• _PROBLEM TO SOLVE_: Rewrite the common-parents page starting at "curr = curr.parent" and ending at "node_c = Node('C')", putting "ancestor_groups" in place of "ancestor_sets".

• _GIVEN PASSAGE_:
- - - - -

How do you find all common parents for a set of nodes on a tree?

Medium
9 years ago

Given a tree data structure, and a set of nodes within that tree, how do you find all of their common parents? For example, consider a tree where node A is the root, and it has children B and C. Node B has children D and E, and node C has a child F. If the input set of nodes is {D, E, F}, then the common parents would be {B, C, A}. If the input set of nodes is {D, E}, then the common parents would be {B, A}. Design an algorithm to efficiently find these common parents, considering potential optimizations for different tree structures and sizes.

Sample Answer

Finding Common Parents in a Tree

Problem Description

Given a tree data structure and a set of nodes within that tree, the task is to find all common parents of those nodes. A common parent is any node that is an ancestor of all nodes in the given set.

Example

Consider a tree where node A is the root, and it has children B and C. Node B has children D and E, and node C has a child F.

  • If the input set of nodes is {D, E, F}, then the common parents would be {B, C, A}.
  • If the input set of nodes is {D, E}, then the common parents would be {B, A}.

Naive Solution

The most straightforward approach is to traverse up from each node in the input set to the root, recording all ancestors for each node. Then, find the intersection of all these ancestor sets. This ensures that only nodes that are ancestors of every node in the input set are included.

Algorithm

  1. For each node in the input set:
    • Traverse up to the root, recording all ancestors in a set.
  2. Find the intersection of all ancestor sets.
  3. Return the resulting set of common parents.

Python Code

class Node:
    def __init__(self, data):
        self.data = data
        self.parent = None
        self.children = []

    def add_child(self, child):
        self.children.append(child)
        child.parent = self


def find_common_parents_naive(nodes):
    ancestor_sets = []
    for node in nodes:
        ancestors = set()
        curr = node
        while curr:
            ancestors.add(curr.data)
            curr = curr.parent
        ancestor_sets.append(ancestors)

    if not ancestor_sets:
        return set()

    common_parents = ancestor_sets[0].intersection(*ancestor_sets[1:])
    return common_parents

# Example Usage:
root = Node('A')
node_b = Node('B')
node_c = Node('C')
node_d = Node('D')
node_e = Node('E')
node_f = Node('F')

root.add_child(node_b)
root.add_child(node_c)
node_b.add_child(node_d)
node_b.add_child(node_e)
node_c.add_child(node_f)

nodes1 = [node_d, node_e, node_f]
print(f"Common parents of {[node.data for node in nodes1]}: {find_common_parents_naive(nodes1)}")

nodes2 = [node_d, node_e]
print(f"Common parents of {[node.data for node in nodes2]}: {find_common_parents_naive(nodes2)}")

Complexity Analysis (Naive Solution)

- - - - -

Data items

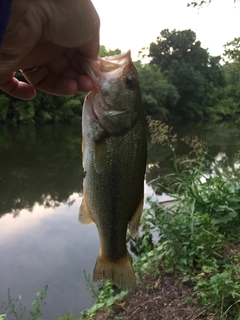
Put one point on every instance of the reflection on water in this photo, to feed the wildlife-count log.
(41, 241)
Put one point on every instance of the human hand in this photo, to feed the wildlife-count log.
(48, 34)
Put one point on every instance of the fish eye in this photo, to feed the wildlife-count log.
(130, 82)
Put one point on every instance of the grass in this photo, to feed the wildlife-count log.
(196, 238)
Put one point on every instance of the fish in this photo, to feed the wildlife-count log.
(114, 148)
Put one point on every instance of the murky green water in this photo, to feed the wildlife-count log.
(41, 241)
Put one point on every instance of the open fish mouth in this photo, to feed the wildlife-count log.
(97, 69)
(113, 113)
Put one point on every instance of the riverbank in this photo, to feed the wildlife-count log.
(188, 253)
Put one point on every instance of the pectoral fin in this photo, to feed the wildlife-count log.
(135, 221)
(84, 216)
(100, 155)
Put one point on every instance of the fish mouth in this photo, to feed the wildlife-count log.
(113, 113)
(99, 69)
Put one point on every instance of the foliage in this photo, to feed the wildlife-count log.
(16, 311)
(159, 96)
(189, 68)
(198, 236)
(108, 295)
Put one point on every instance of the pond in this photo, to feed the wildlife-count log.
(41, 241)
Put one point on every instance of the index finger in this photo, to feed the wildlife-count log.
(16, 88)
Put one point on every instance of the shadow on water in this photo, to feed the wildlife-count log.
(41, 241)
(39, 164)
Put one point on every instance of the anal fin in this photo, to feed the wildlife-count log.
(84, 216)
(100, 155)
(135, 220)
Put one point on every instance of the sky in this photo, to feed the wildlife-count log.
(134, 24)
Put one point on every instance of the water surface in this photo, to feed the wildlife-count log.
(41, 241)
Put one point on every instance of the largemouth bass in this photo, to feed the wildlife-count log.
(114, 160)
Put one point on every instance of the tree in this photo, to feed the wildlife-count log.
(159, 96)
(189, 68)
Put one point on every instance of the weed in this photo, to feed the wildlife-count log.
(16, 311)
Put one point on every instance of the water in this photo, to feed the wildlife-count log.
(41, 241)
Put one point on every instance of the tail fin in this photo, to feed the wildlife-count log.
(120, 271)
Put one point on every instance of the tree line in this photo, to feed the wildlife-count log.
(180, 78)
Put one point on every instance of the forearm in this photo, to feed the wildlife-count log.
(5, 12)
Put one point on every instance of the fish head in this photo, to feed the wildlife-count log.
(116, 99)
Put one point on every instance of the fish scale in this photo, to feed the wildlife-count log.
(114, 160)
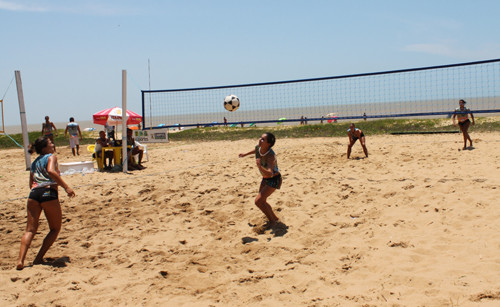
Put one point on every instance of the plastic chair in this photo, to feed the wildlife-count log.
(145, 156)
(91, 149)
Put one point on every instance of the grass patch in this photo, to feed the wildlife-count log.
(60, 140)
(375, 127)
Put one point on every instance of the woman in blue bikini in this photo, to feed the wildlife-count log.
(271, 178)
(44, 180)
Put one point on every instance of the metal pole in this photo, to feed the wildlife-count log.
(22, 113)
(124, 121)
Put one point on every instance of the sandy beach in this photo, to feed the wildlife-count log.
(415, 224)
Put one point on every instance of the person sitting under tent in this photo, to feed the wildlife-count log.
(74, 131)
(135, 150)
(101, 142)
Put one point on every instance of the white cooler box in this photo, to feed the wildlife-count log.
(83, 167)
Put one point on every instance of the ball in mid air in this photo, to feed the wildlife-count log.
(231, 103)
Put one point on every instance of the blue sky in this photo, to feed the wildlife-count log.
(71, 53)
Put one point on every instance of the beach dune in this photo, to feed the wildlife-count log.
(415, 224)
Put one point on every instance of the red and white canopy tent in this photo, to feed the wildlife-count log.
(113, 116)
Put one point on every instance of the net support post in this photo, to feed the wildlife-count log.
(22, 114)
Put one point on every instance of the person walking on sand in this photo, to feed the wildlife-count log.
(268, 166)
(74, 131)
(462, 113)
(355, 134)
(47, 128)
(44, 181)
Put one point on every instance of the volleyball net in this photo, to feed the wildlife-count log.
(418, 92)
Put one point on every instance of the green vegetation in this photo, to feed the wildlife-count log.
(60, 140)
(382, 126)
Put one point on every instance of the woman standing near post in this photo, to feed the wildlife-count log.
(44, 180)
(462, 113)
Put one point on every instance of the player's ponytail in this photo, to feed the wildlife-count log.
(271, 139)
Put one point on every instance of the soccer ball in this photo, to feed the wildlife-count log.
(231, 103)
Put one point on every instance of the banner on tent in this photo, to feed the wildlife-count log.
(151, 136)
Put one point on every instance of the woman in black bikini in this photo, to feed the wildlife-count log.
(44, 180)
(355, 134)
(271, 177)
(462, 113)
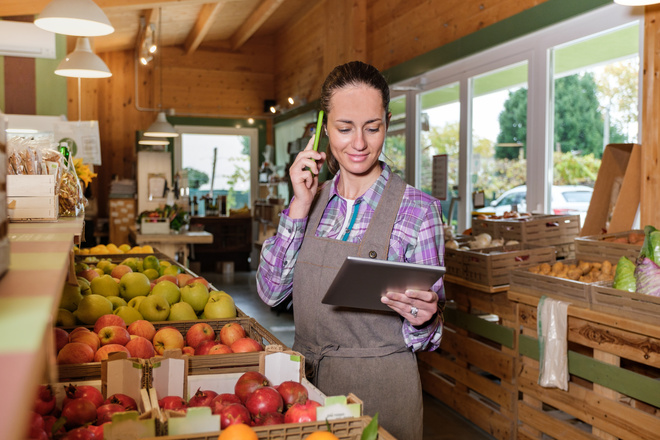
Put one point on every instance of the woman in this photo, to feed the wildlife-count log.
(366, 211)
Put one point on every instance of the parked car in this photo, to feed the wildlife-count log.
(566, 200)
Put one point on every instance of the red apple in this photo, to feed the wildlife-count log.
(168, 338)
(231, 332)
(140, 347)
(75, 353)
(199, 332)
(103, 352)
(143, 328)
(108, 320)
(246, 345)
(114, 334)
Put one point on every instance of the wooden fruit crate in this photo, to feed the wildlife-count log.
(631, 305)
(599, 246)
(196, 364)
(474, 369)
(491, 266)
(613, 391)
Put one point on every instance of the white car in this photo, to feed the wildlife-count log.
(566, 200)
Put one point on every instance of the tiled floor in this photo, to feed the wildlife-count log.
(440, 421)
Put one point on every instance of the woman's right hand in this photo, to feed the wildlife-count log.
(304, 175)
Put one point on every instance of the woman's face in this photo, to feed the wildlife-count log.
(357, 125)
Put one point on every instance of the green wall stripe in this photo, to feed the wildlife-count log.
(489, 330)
(528, 21)
(624, 381)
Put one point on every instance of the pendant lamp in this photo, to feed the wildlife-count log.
(74, 17)
(83, 63)
(161, 128)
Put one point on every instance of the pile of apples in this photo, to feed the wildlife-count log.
(139, 288)
(82, 415)
(142, 340)
(255, 402)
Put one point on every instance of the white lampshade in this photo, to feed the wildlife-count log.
(83, 63)
(161, 128)
(81, 18)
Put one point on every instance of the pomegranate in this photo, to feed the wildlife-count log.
(78, 412)
(248, 383)
(222, 400)
(292, 392)
(83, 392)
(127, 402)
(202, 398)
(104, 412)
(263, 401)
(302, 412)
(45, 401)
(233, 414)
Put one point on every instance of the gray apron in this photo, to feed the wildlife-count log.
(352, 350)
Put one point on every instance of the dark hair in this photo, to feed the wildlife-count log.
(353, 73)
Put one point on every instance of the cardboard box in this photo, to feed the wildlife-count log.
(31, 186)
(615, 200)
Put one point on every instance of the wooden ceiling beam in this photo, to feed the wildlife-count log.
(254, 22)
(204, 22)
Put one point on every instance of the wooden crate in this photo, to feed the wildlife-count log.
(598, 246)
(614, 366)
(491, 266)
(474, 369)
(631, 305)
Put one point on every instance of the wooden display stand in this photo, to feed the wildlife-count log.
(474, 370)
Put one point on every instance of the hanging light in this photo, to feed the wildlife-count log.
(161, 128)
(83, 63)
(74, 17)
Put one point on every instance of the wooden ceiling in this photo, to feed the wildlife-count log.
(185, 23)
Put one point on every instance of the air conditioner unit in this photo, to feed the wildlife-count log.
(21, 39)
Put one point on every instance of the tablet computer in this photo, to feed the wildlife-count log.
(361, 282)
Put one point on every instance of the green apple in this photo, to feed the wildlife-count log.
(182, 312)
(196, 295)
(117, 302)
(134, 284)
(92, 307)
(154, 308)
(128, 314)
(104, 285)
(71, 297)
(220, 307)
(167, 289)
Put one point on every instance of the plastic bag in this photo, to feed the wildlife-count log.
(552, 319)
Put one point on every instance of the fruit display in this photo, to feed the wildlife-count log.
(141, 339)
(139, 288)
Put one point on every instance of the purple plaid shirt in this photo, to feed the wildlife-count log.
(417, 237)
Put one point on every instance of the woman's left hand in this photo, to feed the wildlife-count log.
(417, 306)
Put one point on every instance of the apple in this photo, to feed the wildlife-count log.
(91, 308)
(220, 307)
(142, 328)
(128, 314)
(114, 334)
(154, 308)
(168, 338)
(103, 352)
(199, 332)
(75, 353)
(231, 332)
(197, 295)
(134, 284)
(246, 345)
(89, 338)
(167, 289)
(140, 347)
(107, 320)
(104, 285)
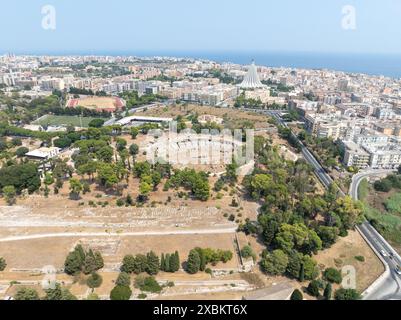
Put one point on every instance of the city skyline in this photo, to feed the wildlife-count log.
(309, 26)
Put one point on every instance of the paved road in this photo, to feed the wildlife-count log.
(387, 287)
(121, 234)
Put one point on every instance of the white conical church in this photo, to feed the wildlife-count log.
(251, 80)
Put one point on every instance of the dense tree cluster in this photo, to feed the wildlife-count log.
(20, 176)
(196, 182)
(199, 258)
(294, 224)
(140, 263)
(80, 260)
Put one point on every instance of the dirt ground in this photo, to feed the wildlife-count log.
(234, 116)
(343, 253)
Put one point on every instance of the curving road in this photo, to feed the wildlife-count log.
(387, 286)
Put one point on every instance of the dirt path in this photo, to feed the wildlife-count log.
(105, 234)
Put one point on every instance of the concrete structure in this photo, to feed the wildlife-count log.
(43, 153)
(251, 80)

- - - - -

• _REPLY TO THE TASK_:
curr = curr.parent
        ancestor_groups.append(ancestors)

    if not ancestor_groups:
        return set()

    common_parents = ancestor_groups[0].intersection(*ancestor_groups[1:])
    return common_parents

# Example Usage:
root = Node('A')
node_b = Node('B')
node_c = Node('C')